▸ Ziel
Filtern Sie die nachstehenden Einträge und übernehmen Sie jede Zeile, die die Zeichenfolge „shirt“ enthält. Dabei ist die Groß- und Kleinschreibung zu beachten.

▸ Einträge
■ ■ ■ ■
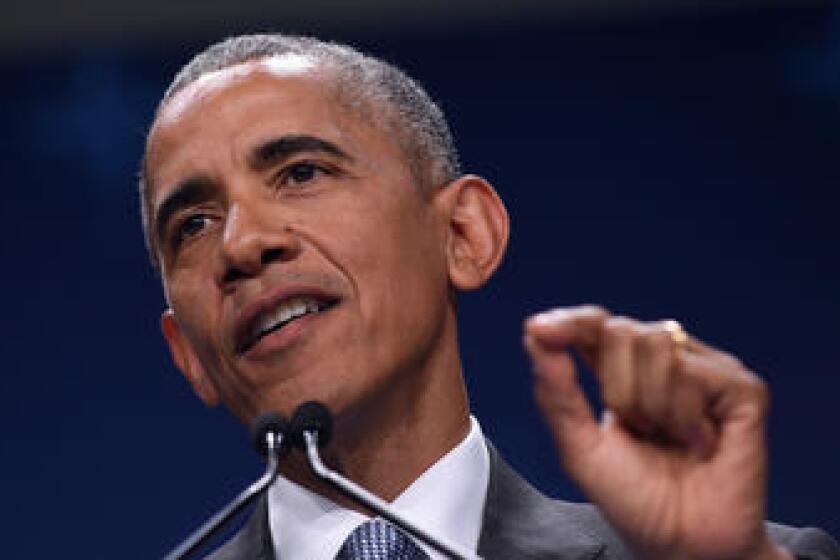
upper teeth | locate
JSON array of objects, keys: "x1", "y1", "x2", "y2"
[{"x1": 254, "y1": 297, "x2": 321, "y2": 336}]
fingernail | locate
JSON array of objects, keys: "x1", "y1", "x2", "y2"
[{"x1": 529, "y1": 309, "x2": 567, "y2": 326}]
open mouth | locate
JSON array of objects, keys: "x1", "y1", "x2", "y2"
[{"x1": 237, "y1": 296, "x2": 338, "y2": 353}]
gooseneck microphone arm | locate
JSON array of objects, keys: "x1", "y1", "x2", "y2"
[{"x1": 164, "y1": 416, "x2": 287, "y2": 560}]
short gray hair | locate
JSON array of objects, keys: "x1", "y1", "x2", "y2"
[{"x1": 140, "y1": 33, "x2": 461, "y2": 263}]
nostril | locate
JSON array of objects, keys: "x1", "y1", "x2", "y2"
[
  {"x1": 262, "y1": 247, "x2": 286, "y2": 265},
  {"x1": 222, "y1": 267, "x2": 248, "y2": 284}
]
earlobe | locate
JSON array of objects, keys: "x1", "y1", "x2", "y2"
[
  {"x1": 440, "y1": 175, "x2": 510, "y2": 290},
  {"x1": 160, "y1": 309, "x2": 219, "y2": 406}
]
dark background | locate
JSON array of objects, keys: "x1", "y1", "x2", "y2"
[{"x1": 0, "y1": 2, "x2": 840, "y2": 558}]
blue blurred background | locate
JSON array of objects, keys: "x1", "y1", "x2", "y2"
[{"x1": 0, "y1": 0, "x2": 840, "y2": 558}]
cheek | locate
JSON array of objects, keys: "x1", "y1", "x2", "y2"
[{"x1": 166, "y1": 271, "x2": 221, "y2": 344}]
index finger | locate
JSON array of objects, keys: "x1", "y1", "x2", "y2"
[{"x1": 525, "y1": 305, "x2": 610, "y2": 351}]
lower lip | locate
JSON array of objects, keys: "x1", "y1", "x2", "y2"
[{"x1": 242, "y1": 306, "x2": 335, "y2": 360}]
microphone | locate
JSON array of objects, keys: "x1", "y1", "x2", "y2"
[
  {"x1": 164, "y1": 412, "x2": 289, "y2": 560},
  {"x1": 289, "y1": 401, "x2": 480, "y2": 560}
]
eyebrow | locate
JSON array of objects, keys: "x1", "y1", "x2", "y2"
[
  {"x1": 249, "y1": 134, "x2": 353, "y2": 169},
  {"x1": 154, "y1": 176, "x2": 216, "y2": 241},
  {"x1": 154, "y1": 134, "x2": 353, "y2": 246}
]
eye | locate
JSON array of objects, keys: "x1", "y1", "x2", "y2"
[
  {"x1": 173, "y1": 214, "x2": 212, "y2": 244},
  {"x1": 287, "y1": 163, "x2": 319, "y2": 183},
  {"x1": 276, "y1": 161, "x2": 335, "y2": 187}
]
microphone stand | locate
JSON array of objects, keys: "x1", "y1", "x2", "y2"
[
  {"x1": 164, "y1": 432, "x2": 283, "y2": 560},
  {"x1": 303, "y1": 430, "x2": 480, "y2": 560}
]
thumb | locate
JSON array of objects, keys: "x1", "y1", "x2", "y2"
[{"x1": 524, "y1": 334, "x2": 601, "y2": 470}]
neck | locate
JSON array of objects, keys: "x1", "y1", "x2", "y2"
[{"x1": 282, "y1": 324, "x2": 470, "y2": 509}]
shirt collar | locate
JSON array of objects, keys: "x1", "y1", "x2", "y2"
[{"x1": 268, "y1": 417, "x2": 490, "y2": 560}]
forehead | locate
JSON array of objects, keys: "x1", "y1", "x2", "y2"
[
  {"x1": 145, "y1": 55, "x2": 404, "y2": 207},
  {"x1": 147, "y1": 55, "x2": 346, "y2": 156}
]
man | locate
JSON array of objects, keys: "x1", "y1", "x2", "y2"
[{"x1": 141, "y1": 35, "x2": 840, "y2": 559}]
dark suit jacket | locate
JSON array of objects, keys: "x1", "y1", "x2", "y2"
[{"x1": 209, "y1": 446, "x2": 840, "y2": 560}]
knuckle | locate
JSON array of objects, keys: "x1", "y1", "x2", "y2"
[
  {"x1": 639, "y1": 328, "x2": 674, "y2": 352},
  {"x1": 604, "y1": 316, "x2": 636, "y2": 339}
]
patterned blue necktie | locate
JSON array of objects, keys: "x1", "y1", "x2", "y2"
[{"x1": 335, "y1": 519, "x2": 429, "y2": 560}]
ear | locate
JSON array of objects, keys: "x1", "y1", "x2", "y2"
[
  {"x1": 160, "y1": 309, "x2": 219, "y2": 406},
  {"x1": 436, "y1": 175, "x2": 510, "y2": 290}
]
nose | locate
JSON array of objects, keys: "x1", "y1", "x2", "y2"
[{"x1": 217, "y1": 203, "x2": 300, "y2": 289}]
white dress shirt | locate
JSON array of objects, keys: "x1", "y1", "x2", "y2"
[{"x1": 268, "y1": 417, "x2": 490, "y2": 560}]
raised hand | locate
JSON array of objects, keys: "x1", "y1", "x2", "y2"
[{"x1": 525, "y1": 306, "x2": 791, "y2": 560}]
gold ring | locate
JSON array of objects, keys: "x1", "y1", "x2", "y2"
[{"x1": 662, "y1": 319, "x2": 688, "y2": 349}]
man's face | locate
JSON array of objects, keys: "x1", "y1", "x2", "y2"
[{"x1": 146, "y1": 58, "x2": 451, "y2": 421}]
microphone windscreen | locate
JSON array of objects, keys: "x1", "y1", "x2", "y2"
[
  {"x1": 289, "y1": 401, "x2": 332, "y2": 448},
  {"x1": 251, "y1": 412, "x2": 289, "y2": 457}
]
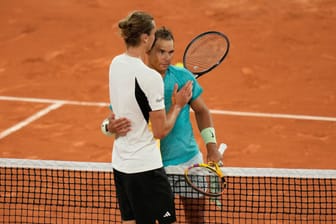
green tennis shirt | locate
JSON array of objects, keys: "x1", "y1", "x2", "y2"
■ ■ ■ ■
▸ Ergebnis
shirt collar | locate
white dress shirt | locate
green tennis shirt | locate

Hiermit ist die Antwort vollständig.